-------- Material shown --------
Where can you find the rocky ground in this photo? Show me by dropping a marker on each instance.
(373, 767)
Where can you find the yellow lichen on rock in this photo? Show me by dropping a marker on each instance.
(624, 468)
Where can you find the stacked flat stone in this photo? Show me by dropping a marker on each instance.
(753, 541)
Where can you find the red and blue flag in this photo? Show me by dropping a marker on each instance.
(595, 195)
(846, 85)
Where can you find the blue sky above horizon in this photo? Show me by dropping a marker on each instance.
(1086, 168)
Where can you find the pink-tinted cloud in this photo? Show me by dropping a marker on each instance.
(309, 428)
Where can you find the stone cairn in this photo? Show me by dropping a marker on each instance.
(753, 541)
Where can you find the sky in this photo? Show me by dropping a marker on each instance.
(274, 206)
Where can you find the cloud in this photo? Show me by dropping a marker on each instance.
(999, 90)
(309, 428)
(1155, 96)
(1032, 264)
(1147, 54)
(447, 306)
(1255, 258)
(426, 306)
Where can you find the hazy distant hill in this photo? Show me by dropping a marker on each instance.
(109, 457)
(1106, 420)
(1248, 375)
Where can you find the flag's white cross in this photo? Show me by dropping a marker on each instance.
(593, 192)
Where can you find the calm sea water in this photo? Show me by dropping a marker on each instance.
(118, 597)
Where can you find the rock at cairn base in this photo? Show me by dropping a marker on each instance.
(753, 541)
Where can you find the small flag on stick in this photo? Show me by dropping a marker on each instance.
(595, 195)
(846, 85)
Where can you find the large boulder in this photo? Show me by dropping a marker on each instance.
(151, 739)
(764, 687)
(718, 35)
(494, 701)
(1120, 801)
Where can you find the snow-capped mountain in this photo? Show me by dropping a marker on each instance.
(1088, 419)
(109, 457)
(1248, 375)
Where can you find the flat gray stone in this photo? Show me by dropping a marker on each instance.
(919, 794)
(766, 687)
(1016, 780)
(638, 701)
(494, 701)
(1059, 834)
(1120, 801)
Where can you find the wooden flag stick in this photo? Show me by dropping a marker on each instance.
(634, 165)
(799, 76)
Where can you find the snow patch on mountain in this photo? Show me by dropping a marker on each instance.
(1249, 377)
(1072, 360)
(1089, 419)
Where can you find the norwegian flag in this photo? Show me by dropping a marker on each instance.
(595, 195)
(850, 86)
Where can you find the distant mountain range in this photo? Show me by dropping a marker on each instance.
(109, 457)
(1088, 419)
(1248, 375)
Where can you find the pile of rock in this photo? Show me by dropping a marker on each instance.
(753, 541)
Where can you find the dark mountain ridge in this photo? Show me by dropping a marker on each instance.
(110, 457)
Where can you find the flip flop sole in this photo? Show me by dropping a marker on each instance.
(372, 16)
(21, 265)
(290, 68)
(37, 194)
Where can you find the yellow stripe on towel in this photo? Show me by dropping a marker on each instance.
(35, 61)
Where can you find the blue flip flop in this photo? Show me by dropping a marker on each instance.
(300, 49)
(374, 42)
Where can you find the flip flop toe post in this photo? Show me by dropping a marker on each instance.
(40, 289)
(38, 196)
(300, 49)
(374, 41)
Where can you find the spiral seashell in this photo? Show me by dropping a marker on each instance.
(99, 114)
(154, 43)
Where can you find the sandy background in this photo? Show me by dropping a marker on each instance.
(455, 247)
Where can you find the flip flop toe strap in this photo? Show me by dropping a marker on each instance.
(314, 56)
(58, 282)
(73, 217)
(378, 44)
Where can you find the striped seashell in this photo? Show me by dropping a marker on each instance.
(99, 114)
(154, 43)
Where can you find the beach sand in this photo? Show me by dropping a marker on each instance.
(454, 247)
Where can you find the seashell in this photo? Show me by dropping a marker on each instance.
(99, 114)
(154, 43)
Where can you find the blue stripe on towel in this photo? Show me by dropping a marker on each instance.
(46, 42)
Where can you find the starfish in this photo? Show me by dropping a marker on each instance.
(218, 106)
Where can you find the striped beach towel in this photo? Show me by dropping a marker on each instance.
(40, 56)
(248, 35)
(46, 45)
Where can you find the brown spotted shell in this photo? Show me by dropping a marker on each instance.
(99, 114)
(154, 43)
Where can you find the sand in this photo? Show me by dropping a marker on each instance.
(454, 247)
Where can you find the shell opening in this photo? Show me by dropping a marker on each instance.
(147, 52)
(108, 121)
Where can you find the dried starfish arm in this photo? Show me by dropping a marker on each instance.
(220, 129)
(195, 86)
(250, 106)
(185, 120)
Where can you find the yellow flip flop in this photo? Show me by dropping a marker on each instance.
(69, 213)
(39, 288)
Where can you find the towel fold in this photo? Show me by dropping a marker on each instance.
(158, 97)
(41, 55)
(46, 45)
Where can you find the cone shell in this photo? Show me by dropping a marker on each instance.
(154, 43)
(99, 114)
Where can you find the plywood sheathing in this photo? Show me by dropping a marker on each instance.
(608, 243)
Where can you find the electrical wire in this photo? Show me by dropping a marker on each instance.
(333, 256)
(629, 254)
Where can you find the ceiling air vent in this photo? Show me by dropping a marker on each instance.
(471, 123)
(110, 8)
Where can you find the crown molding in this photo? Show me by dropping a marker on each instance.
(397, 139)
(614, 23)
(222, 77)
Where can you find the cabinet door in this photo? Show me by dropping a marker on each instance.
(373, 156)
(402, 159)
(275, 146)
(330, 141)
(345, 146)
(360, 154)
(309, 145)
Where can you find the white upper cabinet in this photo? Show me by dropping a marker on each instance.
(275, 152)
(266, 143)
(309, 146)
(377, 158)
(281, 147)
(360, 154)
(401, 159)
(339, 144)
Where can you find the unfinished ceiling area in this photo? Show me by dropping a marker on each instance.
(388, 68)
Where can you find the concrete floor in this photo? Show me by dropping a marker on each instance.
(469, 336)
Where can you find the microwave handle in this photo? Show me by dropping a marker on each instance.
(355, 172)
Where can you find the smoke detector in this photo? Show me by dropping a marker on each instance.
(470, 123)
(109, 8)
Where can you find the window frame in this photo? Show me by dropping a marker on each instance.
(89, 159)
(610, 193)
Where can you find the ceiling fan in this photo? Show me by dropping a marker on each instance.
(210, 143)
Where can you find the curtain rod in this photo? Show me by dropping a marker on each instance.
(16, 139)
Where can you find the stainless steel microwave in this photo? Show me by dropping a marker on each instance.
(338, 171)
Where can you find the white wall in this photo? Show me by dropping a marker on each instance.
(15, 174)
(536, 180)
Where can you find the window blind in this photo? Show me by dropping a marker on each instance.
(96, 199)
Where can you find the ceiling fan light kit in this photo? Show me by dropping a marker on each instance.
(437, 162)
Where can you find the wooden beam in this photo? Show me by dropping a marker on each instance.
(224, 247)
--------
> **Stated problem**
Only the lines from the one containing "Where can you find the curtain" to the end of the listing belong in the output, each reproduced exactly.

> **Complete answer**
Where can you find the curtain rod in this photo? Show me by dropping a marker on each instance.
(16, 139)
Where can you find the stainless steel microwave in this photo? Show me by dropping a marker on each instance.
(338, 171)
Where can you find the white wall in this photo? Show me by dropping a marker on each instance.
(15, 174)
(536, 180)
Where can you find the window blind in this photo? Show me by dropping a marker on each instance.
(96, 199)
Where can you find the ceiling fan light kit in this photo? Show me by dropping a marker on each instance.
(437, 162)
Where can you find the wooden beam in this photo? Show me by dropping a marker on each instance.
(224, 247)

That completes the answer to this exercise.